● Your instructions
The records below are to be transcribed word for word.

● Supplied records
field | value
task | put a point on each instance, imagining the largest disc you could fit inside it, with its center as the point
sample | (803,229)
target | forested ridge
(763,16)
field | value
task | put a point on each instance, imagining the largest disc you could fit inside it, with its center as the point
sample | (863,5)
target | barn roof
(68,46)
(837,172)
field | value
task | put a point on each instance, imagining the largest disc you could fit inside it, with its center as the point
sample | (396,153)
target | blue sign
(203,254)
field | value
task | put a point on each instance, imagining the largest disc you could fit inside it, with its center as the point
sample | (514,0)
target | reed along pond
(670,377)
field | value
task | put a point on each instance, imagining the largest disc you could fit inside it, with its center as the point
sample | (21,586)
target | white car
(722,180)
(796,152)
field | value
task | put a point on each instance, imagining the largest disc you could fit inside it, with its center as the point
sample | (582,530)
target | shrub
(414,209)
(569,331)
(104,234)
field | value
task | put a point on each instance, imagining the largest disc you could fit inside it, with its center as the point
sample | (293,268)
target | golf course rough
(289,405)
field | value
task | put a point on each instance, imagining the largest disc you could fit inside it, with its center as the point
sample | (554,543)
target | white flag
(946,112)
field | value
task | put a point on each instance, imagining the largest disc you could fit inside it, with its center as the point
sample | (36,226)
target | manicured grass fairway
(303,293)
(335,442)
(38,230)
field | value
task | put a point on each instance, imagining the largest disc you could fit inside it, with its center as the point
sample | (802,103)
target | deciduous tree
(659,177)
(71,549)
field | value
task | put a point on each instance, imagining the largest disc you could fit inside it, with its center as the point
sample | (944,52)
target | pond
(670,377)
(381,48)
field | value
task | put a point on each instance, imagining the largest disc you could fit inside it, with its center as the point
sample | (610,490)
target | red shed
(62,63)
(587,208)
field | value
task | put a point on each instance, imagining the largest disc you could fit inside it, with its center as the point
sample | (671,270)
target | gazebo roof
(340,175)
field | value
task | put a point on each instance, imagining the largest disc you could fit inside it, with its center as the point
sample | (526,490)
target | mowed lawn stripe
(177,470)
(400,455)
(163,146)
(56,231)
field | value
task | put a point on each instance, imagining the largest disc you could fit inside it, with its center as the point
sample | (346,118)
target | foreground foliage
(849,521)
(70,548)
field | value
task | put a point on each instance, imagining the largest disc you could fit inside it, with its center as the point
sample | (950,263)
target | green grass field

● Worked solution
field | value
task | put a point on each instance, imagining the largest disc you could fit inside it, with its center as the point
sample | (803,229)
target | forested ridge
(763,16)
field | value
task | put a point on each instance, imagining the largest disc you could fit inside it, with its center as the point
sample | (863,5)
target | barn roof
(68,46)
(837,172)
field | value
task | put a point on each instance, imagining the largest disc you could fit inside it, with its center as the point
sample | (396,153)
target | blue sign
(203,254)
field | value
task | put a point on each instance, imagining the largest disc you could fit inside it, with its center as the point
sample | (514,0)
target | reed along pond
(670,377)
field | value
task | put a point on each instance, imagining the largest disc you could fit inside it, with its center as the point
sample | (21,586)
target | white car
(722,180)
(796,152)
field | value
task | put a point on each instance, imagining the largest disc you could fit inside it, with its center as the point
sample | (582,530)
target | shrub
(414,209)
(569,331)
(104,234)
field | value
task | put a point on each instance, imagining the largest disc you could fit inside it, with its center as the point
sample | (293,268)
target | golf course rough
(289,405)
field | value
task | put a point on each instance, imagining the largest disc you could fit inside it, with its center as the point
sample | (554,543)
target | white flag
(946,112)
field | value
task | put a point on each instance, imagining the largest disc you could fit inside it, with its center as the point
sample | (36,226)
target | manicured grass fairway
(303,293)
(335,442)
(38,230)
field | value
task | put a point on each instance, imagining the largest disc you could fit inside it, with its center as the point
sample | (802,103)
target | deciduous tree
(659,177)
(71,549)
field | value
task | put a point on each instance, imagining the largest disc you could fit inside it, with its center as the point
sample | (944,52)
target | pond
(670,377)
(381,48)
field | value
task | put a point on each instance, imagining the largest disc you could fit inside it, with its center as the point
sample | (610,490)
target | red shed
(62,63)
(587,208)
field | value
task | put a point on each instance, imagining the largest disc you could fit inside it, with its center as the point
sample | (671,270)
target | gazebo roof
(340,175)
field | value
task | put a point on each instance, imagining the largest disc you could fit inside it, with its center as the point
sample | (526,490)
target | mowed lawn stripe
(177,470)
(400,455)
(163,146)
(56,231)
field | value
task | put a point on each instance, imagining the largest disc you could fit inside it, with its center as the point
sample | (346,118)
target | foreground foliage
(849,521)
(70,548)
field | value
task | put a point on each instance, imagining the largest disc you could fit inside it, with its center as the point
sample | (950,263)
target | green grass field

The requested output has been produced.